Aim = Reproduce the closing part of the entries exactly: the line with "Look at the photograph above. For each instance of the long" and all lines after it, ending with the last line, and nothing else.

Records for this exercise =
**********
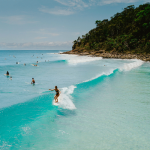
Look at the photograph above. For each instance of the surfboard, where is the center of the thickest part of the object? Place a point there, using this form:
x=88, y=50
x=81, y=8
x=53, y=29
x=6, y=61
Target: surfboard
x=56, y=104
x=6, y=75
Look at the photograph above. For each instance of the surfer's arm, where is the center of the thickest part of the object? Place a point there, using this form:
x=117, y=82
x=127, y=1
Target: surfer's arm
x=51, y=89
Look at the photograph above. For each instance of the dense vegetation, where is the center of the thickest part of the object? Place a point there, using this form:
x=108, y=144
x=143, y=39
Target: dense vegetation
x=128, y=31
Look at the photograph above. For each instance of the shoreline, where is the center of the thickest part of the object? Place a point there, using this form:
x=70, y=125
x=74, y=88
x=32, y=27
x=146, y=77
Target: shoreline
x=104, y=54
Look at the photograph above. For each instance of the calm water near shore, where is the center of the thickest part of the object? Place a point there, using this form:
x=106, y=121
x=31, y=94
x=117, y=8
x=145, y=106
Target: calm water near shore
x=104, y=103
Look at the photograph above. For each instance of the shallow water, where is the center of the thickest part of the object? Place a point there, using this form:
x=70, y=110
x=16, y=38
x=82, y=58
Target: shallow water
x=104, y=103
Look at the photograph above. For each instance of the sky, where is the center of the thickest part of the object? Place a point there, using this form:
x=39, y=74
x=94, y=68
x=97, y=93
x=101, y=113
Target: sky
x=52, y=24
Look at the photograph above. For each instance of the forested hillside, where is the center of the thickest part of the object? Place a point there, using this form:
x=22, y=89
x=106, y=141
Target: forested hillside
x=125, y=32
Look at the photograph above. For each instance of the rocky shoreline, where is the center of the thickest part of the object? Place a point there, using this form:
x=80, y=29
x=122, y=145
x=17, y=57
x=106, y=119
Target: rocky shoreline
x=104, y=54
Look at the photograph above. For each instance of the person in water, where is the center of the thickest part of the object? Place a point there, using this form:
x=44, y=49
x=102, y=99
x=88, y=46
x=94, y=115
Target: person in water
x=33, y=81
x=57, y=93
x=7, y=73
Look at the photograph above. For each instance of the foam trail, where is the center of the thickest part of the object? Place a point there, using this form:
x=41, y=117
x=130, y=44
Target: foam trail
x=126, y=67
x=74, y=59
x=65, y=97
x=101, y=74
x=129, y=66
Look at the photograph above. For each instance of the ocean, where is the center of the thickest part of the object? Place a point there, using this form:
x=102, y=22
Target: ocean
x=104, y=103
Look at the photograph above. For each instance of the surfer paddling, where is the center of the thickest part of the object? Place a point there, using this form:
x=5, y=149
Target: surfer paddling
x=57, y=93
x=33, y=81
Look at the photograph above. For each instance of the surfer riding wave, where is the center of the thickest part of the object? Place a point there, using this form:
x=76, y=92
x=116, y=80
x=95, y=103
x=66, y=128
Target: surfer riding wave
x=57, y=93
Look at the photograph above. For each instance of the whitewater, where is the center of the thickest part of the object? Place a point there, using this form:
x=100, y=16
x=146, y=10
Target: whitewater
x=104, y=103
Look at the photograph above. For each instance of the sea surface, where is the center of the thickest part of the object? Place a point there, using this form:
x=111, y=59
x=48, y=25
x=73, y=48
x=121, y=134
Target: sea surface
x=104, y=103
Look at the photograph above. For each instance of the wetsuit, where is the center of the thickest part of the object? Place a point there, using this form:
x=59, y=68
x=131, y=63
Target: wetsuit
x=57, y=92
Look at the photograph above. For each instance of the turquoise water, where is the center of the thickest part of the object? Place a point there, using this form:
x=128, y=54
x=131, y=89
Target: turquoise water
x=104, y=103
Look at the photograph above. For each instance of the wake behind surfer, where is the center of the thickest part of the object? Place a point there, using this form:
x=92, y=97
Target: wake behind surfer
x=57, y=93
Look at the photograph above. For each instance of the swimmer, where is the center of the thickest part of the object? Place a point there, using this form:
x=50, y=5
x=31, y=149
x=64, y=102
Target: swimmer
x=57, y=93
x=33, y=81
x=7, y=73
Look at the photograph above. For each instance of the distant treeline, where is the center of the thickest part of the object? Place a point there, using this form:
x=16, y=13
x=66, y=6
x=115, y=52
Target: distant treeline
x=128, y=31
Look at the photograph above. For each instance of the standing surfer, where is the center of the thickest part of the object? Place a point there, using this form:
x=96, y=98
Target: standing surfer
x=57, y=93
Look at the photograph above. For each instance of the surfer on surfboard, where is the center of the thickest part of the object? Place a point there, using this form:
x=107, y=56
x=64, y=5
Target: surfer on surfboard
x=57, y=93
x=7, y=73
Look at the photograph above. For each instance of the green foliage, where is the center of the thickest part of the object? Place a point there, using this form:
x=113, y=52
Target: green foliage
x=125, y=31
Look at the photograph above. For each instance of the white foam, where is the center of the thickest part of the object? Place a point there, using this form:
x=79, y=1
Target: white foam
x=65, y=98
x=129, y=66
x=125, y=67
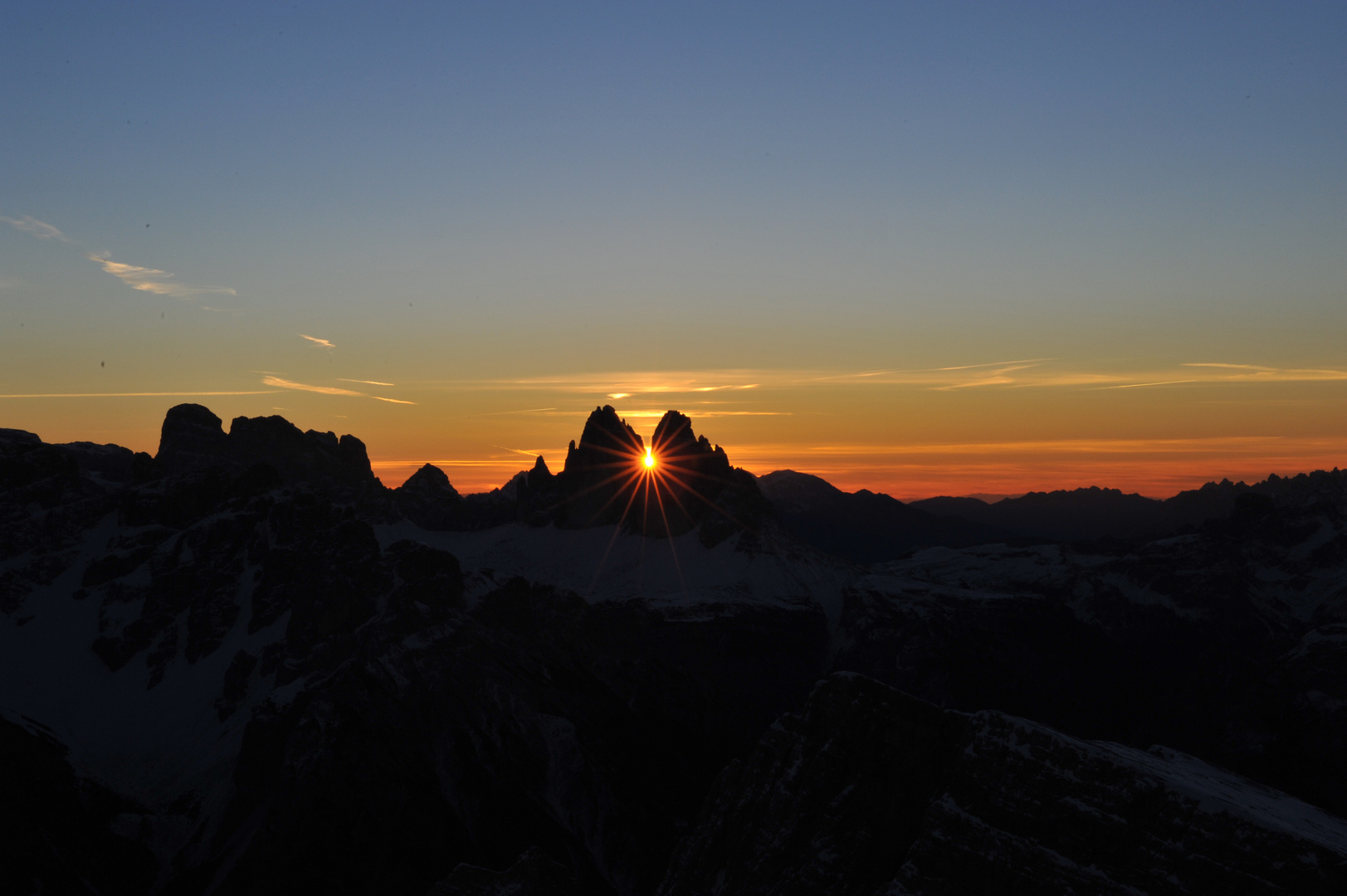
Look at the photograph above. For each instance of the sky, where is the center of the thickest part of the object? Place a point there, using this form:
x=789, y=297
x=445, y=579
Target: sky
x=920, y=248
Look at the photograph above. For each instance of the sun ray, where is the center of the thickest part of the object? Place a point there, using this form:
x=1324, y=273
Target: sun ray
x=668, y=535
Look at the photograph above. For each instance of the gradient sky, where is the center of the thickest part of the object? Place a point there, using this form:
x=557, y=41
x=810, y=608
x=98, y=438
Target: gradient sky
x=920, y=248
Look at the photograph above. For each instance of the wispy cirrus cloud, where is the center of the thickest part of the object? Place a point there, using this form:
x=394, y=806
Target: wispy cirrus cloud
x=328, y=390
x=306, y=387
x=153, y=279
x=37, y=228
x=1003, y=375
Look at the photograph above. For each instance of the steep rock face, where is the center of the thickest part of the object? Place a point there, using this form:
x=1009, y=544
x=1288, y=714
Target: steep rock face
x=266, y=682
x=46, y=509
x=603, y=472
x=871, y=791
x=1223, y=643
x=56, y=830
x=193, y=440
x=469, y=734
x=192, y=436
x=607, y=481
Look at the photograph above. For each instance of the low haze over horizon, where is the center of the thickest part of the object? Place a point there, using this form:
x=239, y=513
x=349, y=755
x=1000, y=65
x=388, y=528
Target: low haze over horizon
x=938, y=250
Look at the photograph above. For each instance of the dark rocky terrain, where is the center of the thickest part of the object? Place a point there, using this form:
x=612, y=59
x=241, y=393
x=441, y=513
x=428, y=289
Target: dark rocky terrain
x=865, y=527
x=246, y=666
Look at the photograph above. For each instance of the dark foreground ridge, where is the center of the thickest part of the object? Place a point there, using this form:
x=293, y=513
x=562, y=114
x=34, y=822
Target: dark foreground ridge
x=244, y=666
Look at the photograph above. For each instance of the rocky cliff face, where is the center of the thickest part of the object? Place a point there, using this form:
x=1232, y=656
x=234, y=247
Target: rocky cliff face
x=871, y=791
x=244, y=666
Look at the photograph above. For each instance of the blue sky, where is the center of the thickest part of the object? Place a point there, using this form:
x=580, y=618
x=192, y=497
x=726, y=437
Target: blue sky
x=486, y=190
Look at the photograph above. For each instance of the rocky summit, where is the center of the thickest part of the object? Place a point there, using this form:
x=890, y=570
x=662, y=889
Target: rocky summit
x=244, y=666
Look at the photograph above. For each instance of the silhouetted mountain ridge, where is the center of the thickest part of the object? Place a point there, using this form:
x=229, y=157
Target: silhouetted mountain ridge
x=246, y=667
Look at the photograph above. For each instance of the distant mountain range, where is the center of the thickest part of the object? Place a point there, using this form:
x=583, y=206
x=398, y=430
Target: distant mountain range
x=865, y=527
x=244, y=666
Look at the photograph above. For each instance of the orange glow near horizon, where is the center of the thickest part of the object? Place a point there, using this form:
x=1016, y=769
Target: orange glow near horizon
x=912, y=436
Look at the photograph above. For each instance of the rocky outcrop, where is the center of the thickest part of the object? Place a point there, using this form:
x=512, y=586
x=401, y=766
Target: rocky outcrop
x=296, y=686
x=607, y=481
x=869, y=790
x=193, y=440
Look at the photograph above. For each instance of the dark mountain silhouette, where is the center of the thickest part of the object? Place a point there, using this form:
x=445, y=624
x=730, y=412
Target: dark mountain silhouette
x=861, y=526
x=244, y=666
x=866, y=527
x=605, y=481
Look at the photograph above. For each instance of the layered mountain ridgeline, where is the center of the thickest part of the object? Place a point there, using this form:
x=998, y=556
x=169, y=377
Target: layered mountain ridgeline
x=605, y=481
x=244, y=666
x=868, y=527
x=871, y=791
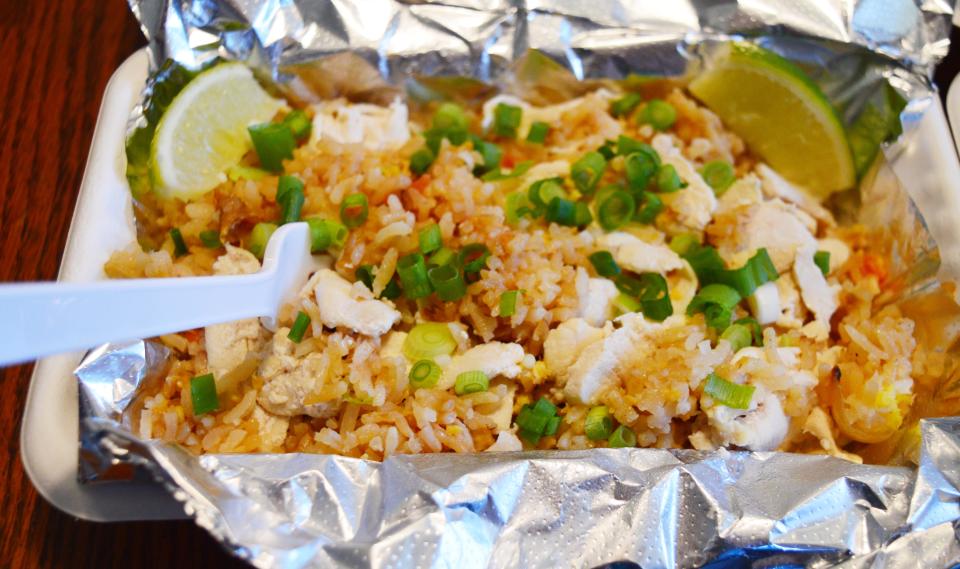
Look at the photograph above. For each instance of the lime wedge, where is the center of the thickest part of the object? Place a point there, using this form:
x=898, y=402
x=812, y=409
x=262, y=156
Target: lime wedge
x=781, y=114
x=204, y=130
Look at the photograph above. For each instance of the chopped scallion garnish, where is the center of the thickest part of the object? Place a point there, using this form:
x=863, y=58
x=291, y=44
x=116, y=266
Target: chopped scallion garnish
x=625, y=104
x=508, y=303
x=623, y=437
x=587, y=171
x=659, y=114
x=203, y=394
x=728, y=393
x=428, y=340
x=447, y=282
x=179, y=246
x=471, y=382
x=424, y=374
x=599, y=423
x=604, y=264
x=716, y=302
x=718, y=175
x=274, y=143
x=299, y=327
x=412, y=270
x=430, y=239
x=354, y=210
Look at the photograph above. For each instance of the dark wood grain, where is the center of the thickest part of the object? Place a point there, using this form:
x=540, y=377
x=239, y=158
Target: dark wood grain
x=55, y=60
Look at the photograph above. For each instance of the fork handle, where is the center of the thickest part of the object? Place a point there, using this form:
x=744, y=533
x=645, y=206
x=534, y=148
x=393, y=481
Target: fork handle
x=39, y=319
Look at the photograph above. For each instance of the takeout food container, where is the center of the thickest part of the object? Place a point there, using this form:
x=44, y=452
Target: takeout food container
x=534, y=507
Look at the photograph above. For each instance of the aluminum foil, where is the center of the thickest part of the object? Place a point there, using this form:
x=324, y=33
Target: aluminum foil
x=624, y=507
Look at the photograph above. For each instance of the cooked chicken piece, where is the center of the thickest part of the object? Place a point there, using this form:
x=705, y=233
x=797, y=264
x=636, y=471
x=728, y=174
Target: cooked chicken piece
x=565, y=343
x=288, y=380
x=634, y=254
x=350, y=306
x=229, y=343
x=695, y=204
x=495, y=359
x=373, y=126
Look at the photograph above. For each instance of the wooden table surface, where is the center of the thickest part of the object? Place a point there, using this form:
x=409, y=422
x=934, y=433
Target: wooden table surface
x=54, y=65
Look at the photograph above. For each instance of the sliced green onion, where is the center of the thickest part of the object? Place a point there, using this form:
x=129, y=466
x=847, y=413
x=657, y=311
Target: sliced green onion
x=542, y=192
x=428, y=340
x=640, y=166
x=608, y=150
x=654, y=297
x=447, y=282
x=497, y=174
x=325, y=234
x=538, y=132
x=625, y=304
x=274, y=143
x=718, y=175
x=299, y=327
x=430, y=239
x=425, y=374
x=716, y=302
x=728, y=393
x=649, y=208
x=508, y=303
x=354, y=210
x=587, y=171
x=604, y=264
x=471, y=382
x=420, y=161
x=413, y=276
x=757, y=271
x=616, y=210
x=179, y=246
x=659, y=114
x=299, y=124
x=450, y=116
x=683, y=242
x=668, y=180
x=290, y=197
x=444, y=256
x=203, y=394
x=257, y=243
x=625, y=104
x=211, y=239
x=562, y=211
x=822, y=260
x=473, y=257
x=599, y=423
x=506, y=120
x=623, y=437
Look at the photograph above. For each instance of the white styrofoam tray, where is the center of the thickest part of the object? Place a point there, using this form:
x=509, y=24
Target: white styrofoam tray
x=103, y=222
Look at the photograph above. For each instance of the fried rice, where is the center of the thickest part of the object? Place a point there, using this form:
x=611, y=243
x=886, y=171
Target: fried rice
x=832, y=372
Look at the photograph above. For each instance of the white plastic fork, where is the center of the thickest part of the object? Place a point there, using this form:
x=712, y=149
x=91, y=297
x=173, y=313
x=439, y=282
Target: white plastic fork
x=39, y=319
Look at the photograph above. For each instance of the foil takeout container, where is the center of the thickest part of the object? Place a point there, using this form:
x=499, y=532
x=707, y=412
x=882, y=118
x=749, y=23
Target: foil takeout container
x=623, y=507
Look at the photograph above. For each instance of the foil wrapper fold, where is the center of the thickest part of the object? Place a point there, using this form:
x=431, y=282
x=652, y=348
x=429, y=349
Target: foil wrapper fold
x=637, y=507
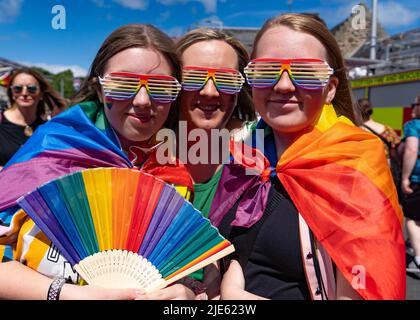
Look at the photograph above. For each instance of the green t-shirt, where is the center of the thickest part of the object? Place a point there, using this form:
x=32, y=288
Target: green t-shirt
x=203, y=197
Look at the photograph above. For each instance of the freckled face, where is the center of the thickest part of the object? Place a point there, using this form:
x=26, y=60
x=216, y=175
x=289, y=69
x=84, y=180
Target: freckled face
x=24, y=98
x=285, y=107
x=208, y=108
x=139, y=118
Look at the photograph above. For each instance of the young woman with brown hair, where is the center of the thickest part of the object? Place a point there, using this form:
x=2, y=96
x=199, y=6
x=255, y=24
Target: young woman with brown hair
x=320, y=219
x=108, y=127
x=32, y=98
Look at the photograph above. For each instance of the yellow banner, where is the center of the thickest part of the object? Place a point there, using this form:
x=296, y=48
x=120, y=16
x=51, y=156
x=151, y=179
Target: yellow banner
x=386, y=79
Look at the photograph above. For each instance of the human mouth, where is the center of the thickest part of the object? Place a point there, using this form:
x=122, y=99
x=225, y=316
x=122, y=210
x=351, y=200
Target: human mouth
x=284, y=101
x=207, y=108
x=143, y=117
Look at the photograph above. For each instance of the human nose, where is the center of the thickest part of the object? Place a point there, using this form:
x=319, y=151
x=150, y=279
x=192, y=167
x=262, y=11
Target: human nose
x=284, y=84
x=142, y=98
x=209, y=89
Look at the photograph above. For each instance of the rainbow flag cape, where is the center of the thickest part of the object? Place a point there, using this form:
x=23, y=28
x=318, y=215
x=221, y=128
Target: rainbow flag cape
x=77, y=139
x=338, y=178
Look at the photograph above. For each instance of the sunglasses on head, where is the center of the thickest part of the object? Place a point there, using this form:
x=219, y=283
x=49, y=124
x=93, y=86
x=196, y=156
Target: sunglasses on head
x=32, y=88
x=120, y=86
x=228, y=81
x=304, y=73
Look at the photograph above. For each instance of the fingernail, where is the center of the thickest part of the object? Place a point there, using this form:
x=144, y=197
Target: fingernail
x=139, y=292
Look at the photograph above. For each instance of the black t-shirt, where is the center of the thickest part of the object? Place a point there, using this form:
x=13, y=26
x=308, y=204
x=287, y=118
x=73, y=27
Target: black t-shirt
x=12, y=137
x=274, y=267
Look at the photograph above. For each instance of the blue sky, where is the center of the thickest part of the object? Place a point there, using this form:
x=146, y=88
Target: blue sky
x=26, y=33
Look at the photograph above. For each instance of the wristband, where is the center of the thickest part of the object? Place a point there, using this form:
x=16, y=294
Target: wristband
x=55, y=289
x=196, y=286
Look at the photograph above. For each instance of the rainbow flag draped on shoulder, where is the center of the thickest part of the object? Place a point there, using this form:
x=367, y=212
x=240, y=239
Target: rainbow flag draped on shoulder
x=77, y=139
x=338, y=178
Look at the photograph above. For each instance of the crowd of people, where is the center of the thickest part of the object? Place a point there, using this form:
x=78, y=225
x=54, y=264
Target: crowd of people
x=329, y=188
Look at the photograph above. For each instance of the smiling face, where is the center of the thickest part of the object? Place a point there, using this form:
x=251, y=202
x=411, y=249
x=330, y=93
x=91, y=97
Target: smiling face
x=22, y=97
x=285, y=107
x=139, y=118
x=208, y=108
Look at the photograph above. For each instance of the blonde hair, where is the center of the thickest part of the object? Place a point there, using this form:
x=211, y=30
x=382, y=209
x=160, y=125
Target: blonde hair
x=245, y=109
x=313, y=26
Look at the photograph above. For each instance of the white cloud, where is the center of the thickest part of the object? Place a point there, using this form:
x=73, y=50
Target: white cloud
x=129, y=4
x=133, y=4
x=9, y=9
x=57, y=68
x=210, y=6
x=392, y=14
x=175, y=31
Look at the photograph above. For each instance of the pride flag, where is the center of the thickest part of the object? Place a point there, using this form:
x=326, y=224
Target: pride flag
x=338, y=178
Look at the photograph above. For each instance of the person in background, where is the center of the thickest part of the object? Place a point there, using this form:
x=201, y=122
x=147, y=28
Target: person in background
x=31, y=98
x=410, y=185
x=388, y=136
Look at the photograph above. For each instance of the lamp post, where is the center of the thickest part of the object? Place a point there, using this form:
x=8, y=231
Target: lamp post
x=373, y=35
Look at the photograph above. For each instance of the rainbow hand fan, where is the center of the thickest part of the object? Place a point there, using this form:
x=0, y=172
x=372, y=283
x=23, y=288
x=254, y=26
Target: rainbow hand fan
x=122, y=228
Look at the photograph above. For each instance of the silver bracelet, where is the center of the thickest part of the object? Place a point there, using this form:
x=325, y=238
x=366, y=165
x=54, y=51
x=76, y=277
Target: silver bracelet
x=55, y=289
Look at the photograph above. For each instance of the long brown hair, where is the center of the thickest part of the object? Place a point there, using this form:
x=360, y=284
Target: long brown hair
x=308, y=24
x=245, y=108
x=126, y=37
x=51, y=99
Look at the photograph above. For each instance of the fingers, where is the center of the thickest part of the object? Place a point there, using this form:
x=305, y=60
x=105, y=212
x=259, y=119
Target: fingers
x=174, y=292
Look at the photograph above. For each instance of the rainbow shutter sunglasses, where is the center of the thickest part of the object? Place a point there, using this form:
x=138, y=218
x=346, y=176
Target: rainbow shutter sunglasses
x=228, y=81
x=119, y=86
x=304, y=73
**********
Full output =
Look at the photograph above. For each instance of the long brown hair, where is the center of the thickest part of the object? Place a point there, using this form:
x=360, y=284
Target: long brown hair
x=308, y=24
x=245, y=108
x=126, y=37
x=51, y=99
Look at the photograph above. For each instance of the fingers, where is the center of the thickest part of the object? Place a point there, using this form:
x=305, y=60
x=105, y=212
x=259, y=119
Target: fingers
x=174, y=292
Look at the photograph above. For each instance of the rainbow shutter sunglasses, where is the center of the thickest part of the object? Place a point there, using this form:
x=138, y=218
x=346, y=176
Target: rainbow shutter sunglasses
x=228, y=81
x=119, y=86
x=304, y=73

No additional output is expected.